• [Soal]:
Jawablah pertanyaan berikut berdasarkan teks bacaan tentang Gejayan Memanggil di bawah.
1. Berapa lama penulis sudah menjadi mahasiswa di Yogyakarta?
2. Sejak kapan berita tentang Gejayan Memanggil berseliweran ke sana ke mari?
3. Menurut penulis, di mana demo itu terjadi?

• [Teks Bacaan]:
════════════════════

Gejayan Memanggil




Empat belas tahun menjadi mahasiswa di Yogyakarta dan baru kemarin saya merasakan salah satu kebanggaan sebagai mahasiswa, ikutan demo. #GejayanMemanggil yang tiba-tiba ramai di sosial media selama beberapa hari yang mengundang mahasiswa dan semua elemen masyarakat untuk turun ke jalan menyuarakan aspirasinya karena berbagai hal tidak jelas yang berturut-turut terjadi di Indonesia hanya dalam beberapa minggu saja. Permasalahan Papua, kebakaran hutan, berbagai undang-undang bermasalah yang beresiko mengkriminalisasi siapa saja, dan banyak hal lain yang saya sendiri tidak yakin saya paham.
Berita berseliweran ke sana ke mari sejak Minggu malam. Saya sudah share poster Gejayan Memanggil dan berniat untuk datang dan melihat apa yang terjadi. Pagi harinya dua orang teman sudah mempertanyakan poster tersebut dan menanyakan apakah saya paham dengan apa yang terjadi, diikuti dengan imbauan dari hierarki bahwa gerakan tersebut bisa berakibat kekacauan. Belum lagi menyusul selebaran dari rektorat bahwa mahasiswa diimbau untuk tidak bergabung, ditambah lagi nyinyiran banyak orang akan tidak bergunanya panas-panasan untuk demo dan menyalurkan pendapat. Saya iyakan saja semuanya, niat saya tetap, karena demo juga terjadinya di depan rumah, saya tetap berniat untuk datang dan melihat. Bagaimanapun ini adalah sejarah.

════════════════════

• [Materi yang Disediakan]:
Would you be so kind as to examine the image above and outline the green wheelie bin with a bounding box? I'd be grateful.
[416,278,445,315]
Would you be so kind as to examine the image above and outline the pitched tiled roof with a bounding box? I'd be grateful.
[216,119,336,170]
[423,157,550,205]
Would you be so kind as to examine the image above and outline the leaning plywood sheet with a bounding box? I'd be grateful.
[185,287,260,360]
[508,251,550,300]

════════════════════

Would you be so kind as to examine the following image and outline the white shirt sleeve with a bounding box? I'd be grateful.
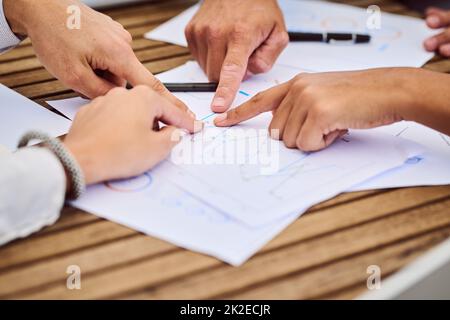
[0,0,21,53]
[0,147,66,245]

════════════════════

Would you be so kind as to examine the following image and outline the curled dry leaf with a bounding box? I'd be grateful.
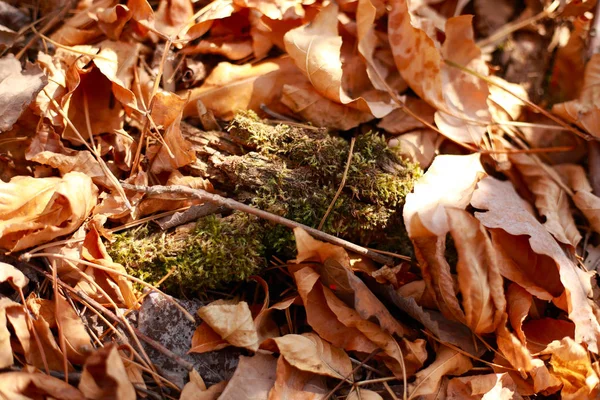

════════════════════

• [Jawaban Latihan]:
1. Empat belas tahun.
2. Sejak Minggu malam.
3. Di depan rumah penulis.